___ DATA PROVIDED

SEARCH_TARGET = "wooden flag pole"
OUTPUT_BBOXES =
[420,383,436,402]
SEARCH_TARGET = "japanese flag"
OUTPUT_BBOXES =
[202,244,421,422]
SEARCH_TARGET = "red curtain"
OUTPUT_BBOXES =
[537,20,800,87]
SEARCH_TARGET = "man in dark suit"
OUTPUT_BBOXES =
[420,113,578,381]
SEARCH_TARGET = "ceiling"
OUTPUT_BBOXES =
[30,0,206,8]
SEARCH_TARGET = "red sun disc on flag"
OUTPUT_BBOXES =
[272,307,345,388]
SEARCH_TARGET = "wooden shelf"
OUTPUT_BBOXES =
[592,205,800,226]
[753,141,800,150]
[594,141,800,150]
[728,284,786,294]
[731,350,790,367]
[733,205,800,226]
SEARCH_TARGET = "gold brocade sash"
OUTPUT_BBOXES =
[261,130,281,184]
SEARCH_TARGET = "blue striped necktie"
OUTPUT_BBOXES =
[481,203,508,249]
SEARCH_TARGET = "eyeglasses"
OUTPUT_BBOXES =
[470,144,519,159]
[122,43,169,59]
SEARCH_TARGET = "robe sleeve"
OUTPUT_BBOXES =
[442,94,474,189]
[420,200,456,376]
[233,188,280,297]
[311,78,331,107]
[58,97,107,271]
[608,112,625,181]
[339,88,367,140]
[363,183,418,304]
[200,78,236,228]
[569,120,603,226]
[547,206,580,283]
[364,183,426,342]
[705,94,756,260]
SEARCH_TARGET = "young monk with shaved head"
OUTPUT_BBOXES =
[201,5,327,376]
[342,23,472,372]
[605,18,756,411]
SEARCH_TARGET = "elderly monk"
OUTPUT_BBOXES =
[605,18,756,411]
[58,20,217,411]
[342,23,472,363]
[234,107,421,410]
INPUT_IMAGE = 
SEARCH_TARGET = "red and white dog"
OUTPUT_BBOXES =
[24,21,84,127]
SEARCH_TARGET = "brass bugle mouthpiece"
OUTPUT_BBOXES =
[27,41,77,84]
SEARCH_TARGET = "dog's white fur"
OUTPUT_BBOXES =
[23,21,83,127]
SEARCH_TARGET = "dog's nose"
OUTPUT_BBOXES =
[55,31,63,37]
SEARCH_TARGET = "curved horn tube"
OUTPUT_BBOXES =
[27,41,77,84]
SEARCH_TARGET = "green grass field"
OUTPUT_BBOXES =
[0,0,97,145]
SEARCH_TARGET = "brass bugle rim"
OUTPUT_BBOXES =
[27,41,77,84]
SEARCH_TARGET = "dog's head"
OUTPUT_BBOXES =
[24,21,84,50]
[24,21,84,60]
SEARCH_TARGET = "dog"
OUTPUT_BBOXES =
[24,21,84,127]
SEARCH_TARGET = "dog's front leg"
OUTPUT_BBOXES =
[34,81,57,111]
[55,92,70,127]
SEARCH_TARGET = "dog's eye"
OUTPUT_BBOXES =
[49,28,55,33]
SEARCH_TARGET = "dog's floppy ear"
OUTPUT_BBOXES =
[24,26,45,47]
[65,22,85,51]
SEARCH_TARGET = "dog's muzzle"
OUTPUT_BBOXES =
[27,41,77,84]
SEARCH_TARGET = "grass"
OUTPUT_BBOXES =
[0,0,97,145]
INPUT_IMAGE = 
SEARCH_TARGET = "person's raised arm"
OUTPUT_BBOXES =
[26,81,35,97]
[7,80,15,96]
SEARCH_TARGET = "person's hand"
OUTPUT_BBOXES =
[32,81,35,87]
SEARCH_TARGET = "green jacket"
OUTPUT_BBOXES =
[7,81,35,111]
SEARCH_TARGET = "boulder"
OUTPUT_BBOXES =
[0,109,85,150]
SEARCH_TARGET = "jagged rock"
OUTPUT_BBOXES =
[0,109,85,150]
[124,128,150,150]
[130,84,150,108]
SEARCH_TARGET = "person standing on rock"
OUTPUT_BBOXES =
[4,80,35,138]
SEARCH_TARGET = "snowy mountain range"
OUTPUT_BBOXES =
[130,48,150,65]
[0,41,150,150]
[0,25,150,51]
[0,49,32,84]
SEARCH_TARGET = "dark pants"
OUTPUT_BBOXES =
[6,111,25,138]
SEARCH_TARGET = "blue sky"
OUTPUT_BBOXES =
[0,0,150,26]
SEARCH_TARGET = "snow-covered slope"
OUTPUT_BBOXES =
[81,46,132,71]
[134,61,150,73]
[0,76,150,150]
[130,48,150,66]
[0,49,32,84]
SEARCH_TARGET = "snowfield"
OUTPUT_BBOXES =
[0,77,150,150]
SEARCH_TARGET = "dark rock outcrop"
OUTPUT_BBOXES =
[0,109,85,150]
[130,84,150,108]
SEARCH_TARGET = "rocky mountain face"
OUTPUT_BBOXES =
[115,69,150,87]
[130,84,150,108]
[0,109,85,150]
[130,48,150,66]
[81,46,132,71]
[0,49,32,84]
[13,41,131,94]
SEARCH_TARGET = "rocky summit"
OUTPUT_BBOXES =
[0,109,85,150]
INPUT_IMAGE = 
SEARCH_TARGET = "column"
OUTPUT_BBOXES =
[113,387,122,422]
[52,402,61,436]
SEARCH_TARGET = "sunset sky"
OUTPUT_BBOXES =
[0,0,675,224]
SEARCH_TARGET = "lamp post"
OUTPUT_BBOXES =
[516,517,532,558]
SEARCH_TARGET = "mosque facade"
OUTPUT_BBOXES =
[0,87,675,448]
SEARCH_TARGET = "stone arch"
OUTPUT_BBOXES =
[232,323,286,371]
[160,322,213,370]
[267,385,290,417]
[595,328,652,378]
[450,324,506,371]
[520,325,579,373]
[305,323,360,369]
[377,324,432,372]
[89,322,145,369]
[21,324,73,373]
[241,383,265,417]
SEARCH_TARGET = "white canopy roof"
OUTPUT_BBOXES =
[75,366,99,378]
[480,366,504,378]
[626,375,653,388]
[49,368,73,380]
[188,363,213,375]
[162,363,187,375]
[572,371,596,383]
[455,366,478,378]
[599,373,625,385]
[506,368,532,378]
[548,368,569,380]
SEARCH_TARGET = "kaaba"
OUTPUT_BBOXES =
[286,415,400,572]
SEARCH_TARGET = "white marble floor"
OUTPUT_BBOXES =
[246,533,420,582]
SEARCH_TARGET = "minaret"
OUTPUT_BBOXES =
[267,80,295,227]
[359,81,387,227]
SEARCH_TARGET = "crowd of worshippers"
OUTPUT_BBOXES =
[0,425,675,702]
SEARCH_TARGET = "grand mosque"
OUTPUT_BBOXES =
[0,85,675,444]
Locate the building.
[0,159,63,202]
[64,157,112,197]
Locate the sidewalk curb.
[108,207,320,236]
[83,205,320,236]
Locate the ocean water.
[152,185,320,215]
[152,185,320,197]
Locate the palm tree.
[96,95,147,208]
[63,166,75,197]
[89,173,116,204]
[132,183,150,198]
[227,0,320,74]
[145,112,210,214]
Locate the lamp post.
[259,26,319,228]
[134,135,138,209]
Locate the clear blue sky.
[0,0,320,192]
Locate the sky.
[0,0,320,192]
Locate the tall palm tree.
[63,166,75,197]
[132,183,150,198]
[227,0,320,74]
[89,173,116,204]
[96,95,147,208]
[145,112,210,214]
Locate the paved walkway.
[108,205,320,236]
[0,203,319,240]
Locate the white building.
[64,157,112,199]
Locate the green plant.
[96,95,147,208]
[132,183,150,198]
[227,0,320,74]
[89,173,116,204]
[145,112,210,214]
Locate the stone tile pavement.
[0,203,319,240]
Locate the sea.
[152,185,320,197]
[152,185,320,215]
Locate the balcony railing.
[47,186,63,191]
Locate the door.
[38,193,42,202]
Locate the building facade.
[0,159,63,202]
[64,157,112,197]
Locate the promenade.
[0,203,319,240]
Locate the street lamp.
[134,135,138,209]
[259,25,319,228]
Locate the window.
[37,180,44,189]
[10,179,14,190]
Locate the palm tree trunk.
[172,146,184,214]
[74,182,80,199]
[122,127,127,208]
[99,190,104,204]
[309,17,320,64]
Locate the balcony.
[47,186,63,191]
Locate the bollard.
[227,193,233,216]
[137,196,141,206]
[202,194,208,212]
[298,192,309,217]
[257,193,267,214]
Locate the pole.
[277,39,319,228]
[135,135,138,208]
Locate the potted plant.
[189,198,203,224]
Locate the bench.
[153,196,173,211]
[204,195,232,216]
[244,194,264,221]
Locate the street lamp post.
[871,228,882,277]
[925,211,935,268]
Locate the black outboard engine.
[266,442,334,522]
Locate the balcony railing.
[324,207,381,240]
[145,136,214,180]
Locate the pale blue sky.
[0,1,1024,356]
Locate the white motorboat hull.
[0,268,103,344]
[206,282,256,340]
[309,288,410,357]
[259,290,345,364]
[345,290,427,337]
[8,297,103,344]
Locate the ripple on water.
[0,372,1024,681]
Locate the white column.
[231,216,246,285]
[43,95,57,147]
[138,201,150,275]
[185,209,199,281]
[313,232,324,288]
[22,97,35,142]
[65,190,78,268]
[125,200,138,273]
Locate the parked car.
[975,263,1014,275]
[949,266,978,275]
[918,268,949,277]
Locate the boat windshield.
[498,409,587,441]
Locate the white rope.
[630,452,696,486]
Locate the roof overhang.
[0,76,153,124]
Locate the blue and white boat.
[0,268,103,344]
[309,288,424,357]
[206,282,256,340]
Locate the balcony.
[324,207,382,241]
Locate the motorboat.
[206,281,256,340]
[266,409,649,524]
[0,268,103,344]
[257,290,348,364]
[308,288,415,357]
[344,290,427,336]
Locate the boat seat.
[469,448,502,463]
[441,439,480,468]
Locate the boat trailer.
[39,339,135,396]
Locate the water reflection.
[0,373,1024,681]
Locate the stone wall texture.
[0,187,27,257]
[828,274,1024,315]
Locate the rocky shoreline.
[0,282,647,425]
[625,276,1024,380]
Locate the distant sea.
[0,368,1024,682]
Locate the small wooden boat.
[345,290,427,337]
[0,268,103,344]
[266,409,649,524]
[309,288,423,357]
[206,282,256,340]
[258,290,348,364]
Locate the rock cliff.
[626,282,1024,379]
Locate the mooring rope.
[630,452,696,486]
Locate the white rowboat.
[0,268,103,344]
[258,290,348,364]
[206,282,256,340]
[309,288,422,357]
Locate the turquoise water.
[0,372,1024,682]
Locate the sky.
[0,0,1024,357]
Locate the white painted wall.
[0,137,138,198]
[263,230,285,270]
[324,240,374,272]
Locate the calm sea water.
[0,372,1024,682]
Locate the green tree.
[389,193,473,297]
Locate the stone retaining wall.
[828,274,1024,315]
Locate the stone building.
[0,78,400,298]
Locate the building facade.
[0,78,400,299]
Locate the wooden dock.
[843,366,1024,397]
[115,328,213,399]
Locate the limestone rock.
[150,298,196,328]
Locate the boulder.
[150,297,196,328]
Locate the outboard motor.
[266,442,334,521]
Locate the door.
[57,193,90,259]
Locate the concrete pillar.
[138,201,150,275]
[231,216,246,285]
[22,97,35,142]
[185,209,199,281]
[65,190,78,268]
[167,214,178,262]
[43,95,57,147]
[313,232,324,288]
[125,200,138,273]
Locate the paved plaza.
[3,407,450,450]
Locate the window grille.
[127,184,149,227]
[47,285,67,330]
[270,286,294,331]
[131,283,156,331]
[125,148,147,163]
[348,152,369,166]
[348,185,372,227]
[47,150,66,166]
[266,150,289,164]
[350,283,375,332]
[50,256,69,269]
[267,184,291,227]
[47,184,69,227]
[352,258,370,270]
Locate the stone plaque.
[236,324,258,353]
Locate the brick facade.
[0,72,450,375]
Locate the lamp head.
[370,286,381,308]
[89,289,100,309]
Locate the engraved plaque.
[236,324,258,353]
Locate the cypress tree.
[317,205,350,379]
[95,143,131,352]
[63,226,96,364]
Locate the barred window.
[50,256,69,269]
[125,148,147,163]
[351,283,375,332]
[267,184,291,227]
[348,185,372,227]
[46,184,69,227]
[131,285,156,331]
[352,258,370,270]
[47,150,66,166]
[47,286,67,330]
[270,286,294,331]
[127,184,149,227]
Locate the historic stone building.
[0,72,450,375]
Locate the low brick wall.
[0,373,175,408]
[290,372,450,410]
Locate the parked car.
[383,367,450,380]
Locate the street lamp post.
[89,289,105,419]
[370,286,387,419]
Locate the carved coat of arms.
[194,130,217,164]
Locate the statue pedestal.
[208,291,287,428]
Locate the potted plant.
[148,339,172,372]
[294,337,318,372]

______

### TASK DESCRIPTION
Please recast everything from the line containing "Locate the stone retaining wall." down to the end of the records above as a numbered list, leaving out blank lines.

### SOLUTION
1. Locate the stone retaining wall.
2. [828,274,1024,315]
3. Locate the stone building.
4. [0,78,400,298]
5. Locate the building facade.
6. [0,78,400,299]
7. Locate the wooden dock.
8. [843,366,1024,397]
9. [115,328,213,399]
10. Locate the limestone rock.
11. [150,298,196,328]
12. Locate the boulder.
13. [150,297,196,328]
14. Locate the outboard motor.
15. [266,442,334,521]
16. Locate the door.
17. [57,193,90,259]
18. Locate the concrete pillar.
19. [138,201,150,275]
20. [231,216,246,285]
21. [22,97,35,142]
22. [185,209,199,281]
23. [65,190,78,268]
24. [167,214,178,262]
25. [43,95,57,147]
26. [313,232,324,288]
27. [125,200,138,273]
28. Locate the paved plaza.
29. [3,407,450,450]
30. Locate the window grille.
31. [127,184,149,227]
32. [47,285,67,330]
33. [270,286,294,331]
34. [131,283,156,331]
35. [125,148,147,163]
36. [348,152,369,166]
37. [348,185,372,227]
38. [47,150,66,166]
39. [266,150,289,164]
40. [350,283,375,332]
41. [50,256,69,269]
42. [267,184,291,227]
43. [47,184,69,227]
44. [352,258,370,270]
45. Locate the stone plaque.
46. [236,324,258,353]
47. Locate the brick facade.
48. [0,72,450,375]
49. Locate the lamp head.
50. [370,286,381,308]
51. [89,289,100,309]
52. Locate the engraved plaque.
53. [236,324,258,353]
54. Locate the cypress tree.
55. [317,205,350,379]
56. [95,143,131,352]
57. [63,226,96,364]
58. Locate the barred window.
59. [50,256,69,269]
60. [125,148,147,163]
61. [351,283,375,332]
62. [267,184,291,227]
63. [348,185,372,227]
64. [46,184,69,227]
65. [131,285,156,331]
66. [352,258,370,270]
67. [47,150,66,166]
68. [47,286,67,330]
69. [270,286,294,331]
70. [127,184,149,227]
71. Locate the historic stone building.
72. [0,72,450,375]
73. Locate the low brick wall.
74. [0,373,175,408]
75. [290,372,450,410]
76. Locate the parked car.
77. [383,367,450,380]
78. Locate the street lamp post.
79. [89,289,105,419]
80. [370,286,387,419]
81. Locate the carved coat of arms.
82. [194,130,217,164]
83. Locate the statue pedestal.
84. [208,291,287,428]
85. Locate the potted plant.
86. [148,339,172,372]
87. [294,337,318,372]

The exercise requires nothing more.